DOCUMENT SECTION:
Though revenue for local governments often fluctuates, sometimes dramatically, they rarely find themselves looking at the possibility of default. Usually, through belt tightening, higher taxes and borrowing, they can get through a tough spot. However, this year is putting the soundness of many state and local governments to the test. Some are getting by and others aren’t doing well at all.
The U.S. economy is facing what may be its worse downturn since the Great Depression. This has meant that every local government in our region, whether it’s King George, Stafford, or Spotsylvania is dealing with dramatically reduced revenues. Property values are down sharply, homes have been foreclosed — which means no one is paying taxes on the property — and sales taxes are off. This has meant cutbacks in government services and in some cases furloughs and layoffs. Even the state government hasn’t been spared. Virginia is looking at a substantial fall in revenues, perhaps as much as 10 percent, that has already meant severe reductions in state services with more cutbacks likely to come. Schools aren’t getting the money they hoped, DMV offices are closing or shortening their hours, and even rest stops on the interstates have been closed.
However, none of our local governments, and certainly not the state, which is constitutionally obliged to balance its budget, is likely to go under. Things just aren’t anywhere near that bad. But, that hasn’t always been the case. During the Great Depression more than 3,000 American cities and counties defaulted on their debt obligations. Some towns continued to operate, even in default, while others went out of existence altogether. It was a grim time to be in local government.

WRITTEN PROBLEM 1: Locate each line of the data items that contains the word "drop" and copy those lines, treating case as significant.

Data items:
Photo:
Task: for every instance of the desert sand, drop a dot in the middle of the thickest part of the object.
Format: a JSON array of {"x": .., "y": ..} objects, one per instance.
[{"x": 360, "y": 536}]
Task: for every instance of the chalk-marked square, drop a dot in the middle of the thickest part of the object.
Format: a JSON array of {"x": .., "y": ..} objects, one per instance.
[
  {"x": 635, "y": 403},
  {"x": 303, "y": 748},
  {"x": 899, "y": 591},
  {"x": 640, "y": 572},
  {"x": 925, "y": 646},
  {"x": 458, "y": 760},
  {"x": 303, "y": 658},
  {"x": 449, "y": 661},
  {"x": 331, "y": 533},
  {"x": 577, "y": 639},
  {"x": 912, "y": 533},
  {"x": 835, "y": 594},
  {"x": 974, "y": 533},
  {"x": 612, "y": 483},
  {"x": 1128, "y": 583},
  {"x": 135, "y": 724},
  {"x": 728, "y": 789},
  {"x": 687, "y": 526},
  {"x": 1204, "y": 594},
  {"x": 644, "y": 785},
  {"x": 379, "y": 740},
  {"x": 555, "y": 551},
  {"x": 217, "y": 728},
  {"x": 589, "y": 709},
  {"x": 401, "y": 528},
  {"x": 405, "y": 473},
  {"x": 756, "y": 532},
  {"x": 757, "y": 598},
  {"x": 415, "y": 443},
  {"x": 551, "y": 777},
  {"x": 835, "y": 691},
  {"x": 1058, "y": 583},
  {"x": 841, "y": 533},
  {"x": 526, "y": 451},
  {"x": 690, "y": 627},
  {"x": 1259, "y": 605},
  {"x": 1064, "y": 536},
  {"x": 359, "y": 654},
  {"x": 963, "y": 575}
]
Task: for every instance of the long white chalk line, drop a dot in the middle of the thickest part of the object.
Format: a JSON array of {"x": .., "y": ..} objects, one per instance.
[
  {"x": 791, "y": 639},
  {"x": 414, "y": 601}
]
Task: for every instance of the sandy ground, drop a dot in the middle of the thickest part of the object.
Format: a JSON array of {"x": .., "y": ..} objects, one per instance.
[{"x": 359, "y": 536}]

WRITTEN PROBLEM 2:
Answer these questions from the article on local government revenue:
(a) Which three local governments in the region does it name?
(b) By how much might Virginia's revenues fall?
(c) How many American cities and counties defaulted on their debt obligations during the Great Depression?

ANSWER 1:
Task: for every instance of the desert sand, drop a dot in the middle of the thickest part of the object.
Task: for every instance of the chalk-marked square, drop a dot in the middle of the thickest part of the object.
Task: for every instance of the long white chalk line, drop a dot in the middle of the thickest part of the object.
Task: for every instance of the sandy ground, drop a dot in the middle of the thickest part of the object.

ANSWER 2:
(a) King George, Stafford, and Spotsylvania
(b) Perhaps as much as 10 percent
(c) More than 3,000